═════ TESTO DELLA PAGINA ═════

Nel maggio scorso a Prato, è stato inaugurato un parco urbano chiamato Il Bosco di Neofite, si tratta di 7500 mq nei quartieri Allende e Tobbiana. A firmare il progetto il noto neurobiologo vegetale Stefano Mancuso, una società spin-off dell’Università di Firenze PNAT, Project Nature e l’Associazione Arte Continua.
Contro questo piccolo parco urbano si sono levate le voci del mondo della botanica ufficiale, ben tre istituzioni, la Società Botanica Italiana, la Società Italiana di Biogeografia e la Società Italiana di Scienza della Vegetazione hanno firmato un documento contro l’introduzione in questa area verde di tre specie in particolare, quercus rubra, eucalyptus globulus e robinia pseudoacacia. Negli intenti degli autori del parco la piantumazione di queste specie è proprio la manifestazione visiva delle neofite come essenze che arrivano da lontano ma, come gli esseri umani migranti, piano piano si adattano e vivono armoniosamente con gli autoctoni.

═════

ATTIVITÀ DA SVOLGERE:
#1 Secondo il testo sul Bosco di Neofite, quali tre specie hanno contestato le istituzioni della botanica ufficiale?
#2 Riprendi il testo sul Bosco di Neofite di Prato e proseguilo a partire dalla sua ultima frase.

═════ DATI DA ESAMINARE ═════

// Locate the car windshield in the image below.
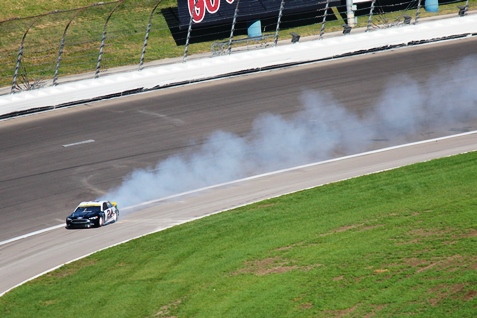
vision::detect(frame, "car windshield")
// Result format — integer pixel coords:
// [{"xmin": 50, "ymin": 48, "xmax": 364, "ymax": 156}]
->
[{"xmin": 75, "ymin": 206, "xmax": 101, "ymax": 213}]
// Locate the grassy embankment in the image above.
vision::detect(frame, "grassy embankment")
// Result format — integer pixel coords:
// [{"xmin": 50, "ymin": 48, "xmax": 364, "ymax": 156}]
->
[
  {"xmin": 0, "ymin": 0, "xmax": 477, "ymax": 86},
  {"xmin": 0, "ymin": 152, "xmax": 477, "ymax": 318}
]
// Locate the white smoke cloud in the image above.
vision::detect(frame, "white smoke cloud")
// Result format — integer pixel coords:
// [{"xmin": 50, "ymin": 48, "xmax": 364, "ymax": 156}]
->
[{"xmin": 98, "ymin": 57, "xmax": 477, "ymax": 206}]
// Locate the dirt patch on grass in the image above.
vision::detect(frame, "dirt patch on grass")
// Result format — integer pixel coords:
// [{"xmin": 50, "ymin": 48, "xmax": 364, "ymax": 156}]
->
[
  {"xmin": 152, "ymin": 299, "xmax": 182, "ymax": 318},
  {"xmin": 235, "ymin": 257, "xmax": 321, "ymax": 276},
  {"xmin": 46, "ymin": 259, "xmax": 96, "ymax": 278}
]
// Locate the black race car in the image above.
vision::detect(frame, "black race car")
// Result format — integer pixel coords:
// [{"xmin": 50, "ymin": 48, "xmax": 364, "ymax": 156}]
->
[{"xmin": 66, "ymin": 201, "xmax": 119, "ymax": 229}]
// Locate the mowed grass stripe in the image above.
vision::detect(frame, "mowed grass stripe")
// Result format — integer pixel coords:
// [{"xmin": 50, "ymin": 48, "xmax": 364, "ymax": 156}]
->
[{"xmin": 0, "ymin": 152, "xmax": 477, "ymax": 318}]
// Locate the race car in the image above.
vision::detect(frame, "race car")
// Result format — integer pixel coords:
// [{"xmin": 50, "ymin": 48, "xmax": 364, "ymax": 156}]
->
[{"xmin": 66, "ymin": 201, "xmax": 119, "ymax": 229}]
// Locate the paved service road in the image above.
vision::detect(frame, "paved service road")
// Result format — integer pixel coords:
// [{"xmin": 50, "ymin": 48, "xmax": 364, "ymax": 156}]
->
[{"xmin": 0, "ymin": 38, "xmax": 477, "ymax": 293}]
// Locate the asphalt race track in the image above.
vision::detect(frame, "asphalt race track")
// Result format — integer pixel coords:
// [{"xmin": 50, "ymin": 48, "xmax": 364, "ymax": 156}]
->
[{"xmin": 0, "ymin": 38, "xmax": 477, "ymax": 294}]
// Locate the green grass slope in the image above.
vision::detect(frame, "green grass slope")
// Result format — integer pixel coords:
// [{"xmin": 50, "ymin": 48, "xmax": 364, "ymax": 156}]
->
[{"xmin": 0, "ymin": 152, "xmax": 477, "ymax": 318}]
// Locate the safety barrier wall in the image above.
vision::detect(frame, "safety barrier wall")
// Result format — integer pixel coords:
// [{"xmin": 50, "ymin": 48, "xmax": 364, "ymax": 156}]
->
[{"xmin": 0, "ymin": 0, "xmax": 470, "ymax": 95}]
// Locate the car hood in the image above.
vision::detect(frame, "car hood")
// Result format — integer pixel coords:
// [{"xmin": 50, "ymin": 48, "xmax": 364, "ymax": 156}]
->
[{"xmin": 68, "ymin": 212, "xmax": 99, "ymax": 219}]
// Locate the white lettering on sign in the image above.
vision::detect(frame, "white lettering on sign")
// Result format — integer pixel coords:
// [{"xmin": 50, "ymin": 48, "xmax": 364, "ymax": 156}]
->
[{"xmin": 187, "ymin": 0, "xmax": 235, "ymax": 23}]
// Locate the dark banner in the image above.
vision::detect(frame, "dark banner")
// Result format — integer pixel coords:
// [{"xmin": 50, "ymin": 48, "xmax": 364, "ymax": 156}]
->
[{"xmin": 177, "ymin": 0, "xmax": 339, "ymax": 28}]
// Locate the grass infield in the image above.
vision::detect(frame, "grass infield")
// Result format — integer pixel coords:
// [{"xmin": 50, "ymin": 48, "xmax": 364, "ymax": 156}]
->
[{"xmin": 0, "ymin": 152, "xmax": 477, "ymax": 318}]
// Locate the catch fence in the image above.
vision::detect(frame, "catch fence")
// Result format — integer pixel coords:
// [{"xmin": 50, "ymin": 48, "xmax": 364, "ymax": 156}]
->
[{"xmin": 0, "ymin": 0, "xmax": 470, "ymax": 94}]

═════

RISULTATI ATTESI:
#1 Quercus rubra, eucalyptus globulus e robinia pseudoacacia.

#2
L’attacco dei botanici che ha trovato vasta eco sulla stampa, contesta questo parallelismo e paventa, come per il granchio blu, l’invasività di queste essenze a danno della flora locale. Per fortuna, i botanici stessi, riconoscono che, trattandosi di un parco urbano, l’invasività è relativa ma, insistono, queste specie proprio non le volevano. Stefano Mancuso è conosciuto, ha pubblicato libri che hanno grandemente contribuito a diffondere conoscenza ed amore per le piante in queste paese. Al pari di altri personaggi, relativamente pochi in Italia, Mancuso in questi ultimi anni ha aiutato a divulgare una sana cultura delle piante fuori dal ristretto campo degli specialisti, questi botanici che nessuno conosce. Si capisce che molti comuni, Prato non è di certo la sola eccezione, si fidino di questi divulgatori ed affidino a loro la realizzazione di parchi urbani, non diversamente da quanto accade all’estero ( Gilles Clèment, celebre architetto paesaggista, ha realizzato il Parco Andrè Citroen a Parigi)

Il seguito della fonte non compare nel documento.